---------- STORED ROWS

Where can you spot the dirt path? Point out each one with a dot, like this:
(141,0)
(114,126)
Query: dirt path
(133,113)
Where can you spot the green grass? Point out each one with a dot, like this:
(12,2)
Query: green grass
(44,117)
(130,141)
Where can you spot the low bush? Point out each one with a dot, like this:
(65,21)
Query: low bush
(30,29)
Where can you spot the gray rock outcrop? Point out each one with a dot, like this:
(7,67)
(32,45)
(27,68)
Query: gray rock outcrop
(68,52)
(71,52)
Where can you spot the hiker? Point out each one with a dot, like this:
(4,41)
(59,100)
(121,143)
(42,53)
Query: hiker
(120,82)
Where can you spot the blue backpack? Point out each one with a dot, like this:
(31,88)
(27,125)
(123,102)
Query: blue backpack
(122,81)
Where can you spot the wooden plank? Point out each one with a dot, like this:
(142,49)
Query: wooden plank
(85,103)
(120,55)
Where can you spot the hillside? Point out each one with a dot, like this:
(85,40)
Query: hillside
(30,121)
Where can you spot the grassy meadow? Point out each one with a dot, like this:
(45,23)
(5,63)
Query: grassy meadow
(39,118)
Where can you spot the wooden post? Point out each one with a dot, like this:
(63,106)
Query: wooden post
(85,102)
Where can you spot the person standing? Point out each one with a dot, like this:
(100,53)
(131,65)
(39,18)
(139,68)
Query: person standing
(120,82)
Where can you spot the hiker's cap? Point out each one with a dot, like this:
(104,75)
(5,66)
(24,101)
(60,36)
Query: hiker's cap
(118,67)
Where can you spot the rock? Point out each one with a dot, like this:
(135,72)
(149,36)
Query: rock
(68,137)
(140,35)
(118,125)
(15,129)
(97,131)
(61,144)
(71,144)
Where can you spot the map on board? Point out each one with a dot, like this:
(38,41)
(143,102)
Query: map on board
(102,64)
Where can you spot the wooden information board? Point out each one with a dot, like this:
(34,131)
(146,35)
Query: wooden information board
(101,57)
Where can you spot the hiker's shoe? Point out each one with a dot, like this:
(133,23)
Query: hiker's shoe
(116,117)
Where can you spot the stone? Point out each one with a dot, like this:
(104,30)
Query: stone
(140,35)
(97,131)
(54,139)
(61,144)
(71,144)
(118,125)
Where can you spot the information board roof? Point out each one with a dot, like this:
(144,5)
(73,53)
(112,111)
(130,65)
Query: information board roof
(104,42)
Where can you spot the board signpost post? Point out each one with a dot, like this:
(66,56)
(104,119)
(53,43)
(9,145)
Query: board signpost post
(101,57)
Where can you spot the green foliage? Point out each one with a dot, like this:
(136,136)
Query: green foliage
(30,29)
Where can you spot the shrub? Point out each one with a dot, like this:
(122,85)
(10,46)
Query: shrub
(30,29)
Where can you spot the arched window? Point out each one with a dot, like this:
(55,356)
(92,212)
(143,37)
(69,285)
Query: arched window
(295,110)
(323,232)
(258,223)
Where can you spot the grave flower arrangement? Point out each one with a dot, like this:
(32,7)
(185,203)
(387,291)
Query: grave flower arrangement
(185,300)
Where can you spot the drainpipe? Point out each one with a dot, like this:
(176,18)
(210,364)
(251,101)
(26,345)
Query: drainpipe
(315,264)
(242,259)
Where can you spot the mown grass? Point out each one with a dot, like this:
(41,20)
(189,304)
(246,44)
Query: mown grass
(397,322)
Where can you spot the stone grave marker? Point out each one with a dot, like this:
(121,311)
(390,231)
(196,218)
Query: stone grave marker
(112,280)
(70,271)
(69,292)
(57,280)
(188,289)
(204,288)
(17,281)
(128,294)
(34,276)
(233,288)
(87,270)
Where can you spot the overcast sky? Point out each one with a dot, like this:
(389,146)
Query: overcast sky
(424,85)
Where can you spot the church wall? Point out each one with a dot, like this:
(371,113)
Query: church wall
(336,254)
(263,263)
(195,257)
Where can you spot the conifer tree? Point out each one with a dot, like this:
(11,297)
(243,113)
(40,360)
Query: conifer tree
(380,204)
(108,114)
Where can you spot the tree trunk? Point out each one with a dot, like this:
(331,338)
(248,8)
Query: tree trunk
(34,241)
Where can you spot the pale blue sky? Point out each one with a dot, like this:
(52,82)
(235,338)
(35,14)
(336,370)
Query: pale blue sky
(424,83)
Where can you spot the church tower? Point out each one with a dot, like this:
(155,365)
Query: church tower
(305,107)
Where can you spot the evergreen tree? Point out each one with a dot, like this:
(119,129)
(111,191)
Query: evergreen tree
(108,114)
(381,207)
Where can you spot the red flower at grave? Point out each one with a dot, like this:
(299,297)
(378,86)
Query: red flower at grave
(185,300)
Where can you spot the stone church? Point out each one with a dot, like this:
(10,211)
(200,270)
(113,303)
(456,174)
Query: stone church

--------------------

▶ [WHAT TO WORK ON]
Extract each line of the listing above, copying it word for word.

▶ [WRITTEN SOLUTION]
Where can you spot the dirt path? Point out each one with a dot, like this:
(141,0)
(114,126)
Query: dirt path
(133,113)
Where can you spot the green grass? Point out each one with a dot, like this:
(12,2)
Query: green grass
(44,117)
(130,141)
Where can you spot the low bush? Point out each one with a dot, like this:
(65,21)
Query: low bush
(30,29)
Where can you spot the gray rock outcrop? Point out each one with a dot, like this:
(7,67)
(32,45)
(27,68)
Query: gray rock outcrop
(68,52)
(71,52)
Where can you spot the hiker? Point out each one with a dot, like this:
(4,41)
(59,100)
(121,143)
(42,53)
Query: hiker
(120,82)
Where can you spot the blue backpack? Point out each one with a dot, like this:
(31,88)
(27,125)
(123,102)
Query: blue backpack
(122,81)
Where can you spot the wooden plank? Point out each one with a dot, like this:
(142,49)
Query: wooden plank
(85,103)
(120,55)
Where can you spot the hillside? Point out each one with a dot, like this:
(85,40)
Query: hillside
(30,121)
Where can you spot the grassy meadow? Point out each one with a dot, like this:
(45,23)
(5,63)
Query: grassy meadow
(39,118)
Where can you spot the wooden post? Point out each one with a dot, like this:
(63,106)
Query: wooden post
(85,102)
Where can you spot the person standing? Point out each one with a dot, like this:
(100,53)
(131,65)
(39,18)
(139,68)
Query: person standing
(120,82)
Where can you spot the hiker's cap? Point out each one with a dot, like this:
(104,75)
(5,66)
(24,101)
(60,36)
Query: hiker's cap
(118,67)
Where can you spot the rock? Point out each one with a dot, like this:
(135,72)
(149,36)
Query: rock
(68,137)
(140,35)
(118,125)
(15,129)
(97,131)
(61,144)
(71,144)
Where can you spot the map on board? Point out each one with a dot, like this:
(38,41)
(143,102)
Query: map on board
(102,64)
Where can you spot the wooden information board? Point out each one with a dot, like this:
(34,131)
(146,35)
Query: wooden information board
(101,57)
Where can you spot the hiker's shoe? Point out each one with a dot, like this:
(133,23)
Query: hiker's shoe
(116,117)
Where can you spot the stone? Point out each one with a dot, like this:
(104,30)
Query: stone
(140,35)
(97,131)
(54,139)
(61,144)
(71,144)
(118,125)
Where can you spot the information board roof? Point out each one with a dot, like this:
(144,5)
(73,53)
(112,111)
(130,65)
Query: information board roof
(104,42)
Where can you spot the board signpost post? Point out each one with a dot, like this:
(66,56)
(104,119)
(53,43)
(9,145)
Query: board signpost post
(101,57)
Where can you spot the green foliage? Point out each one with a dot, like this:
(136,136)
Query: green foliage
(30,29)
Where can you spot the shrub? Point out each one with a dot, like this:
(122,85)
(10,46)
Query: shrub
(30,29)
Where can you spot the arched window? Point out each one with a dot, like this:
(55,356)
(92,212)
(143,37)
(69,285)
Query: arched window
(295,110)
(323,232)
(258,223)
Where can you spot the grave flower arrangement? Point out each one with a dot, like this:
(32,7)
(185,203)
(387,291)
Query: grave flower arrangement
(185,300)
Where can you spot the drainpipe? Point out each one with a dot, like this:
(176,18)
(210,364)
(251,101)
(26,345)
Query: drainpipe
(315,264)
(242,259)
Where can you spot the mown grass? Point out each one with a dot, like this:
(41,20)
(189,304)
(246,44)
Query: mown grass
(397,322)
Where can you spot the stone grave marker? Point out each one with a dot, like this:
(121,311)
(390,231)
(196,218)
Query: stone grave marker
(112,280)
(70,271)
(69,292)
(57,280)
(188,289)
(204,288)
(17,281)
(128,294)
(34,276)
(233,288)
(87,270)
Where can you spot the overcast sky? Point out each one with a dot, like this:
(389,146)
Query: overcast sky
(424,85)
Where can you spot the church wall? Point out each one with a dot, like this:
(371,113)
Query: church wall
(336,254)
(263,263)
(195,257)
Where can you spot the conifer tree? Point out each one with a dot, like this:
(11,297)
(243,113)
(40,360)
Query: conifer tree
(380,204)
(108,114)
Where can you spot the tree trunk? Point out each one with a dot, like this:
(331,338)
(248,8)
Query: tree trunk
(34,241)
Where can you spot the pale blue sky? Point out each one with a dot, like this:
(52,82)
(235,338)
(35,14)
(336,370)
Query: pale blue sky
(424,83)
Where can you spot the church tower? Point out each one with a dot, like this:
(155,365)
Query: church tower
(305,107)
Where can you spot the evergreen tree? Point out each one with a dot, like this:
(119,129)
(111,191)
Query: evergreen tree
(108,114)
(381,207)
Where can you spot the red flower at grave? Point out each one with a dot, like this:
(299,297)
(378,86)
Query: red flower at grave
(185,300)
Where can you spot the stone church? Point out each one with a dot, like this:
(10,211)
(200,270)
(113,303)
(456,174)
Query: stone church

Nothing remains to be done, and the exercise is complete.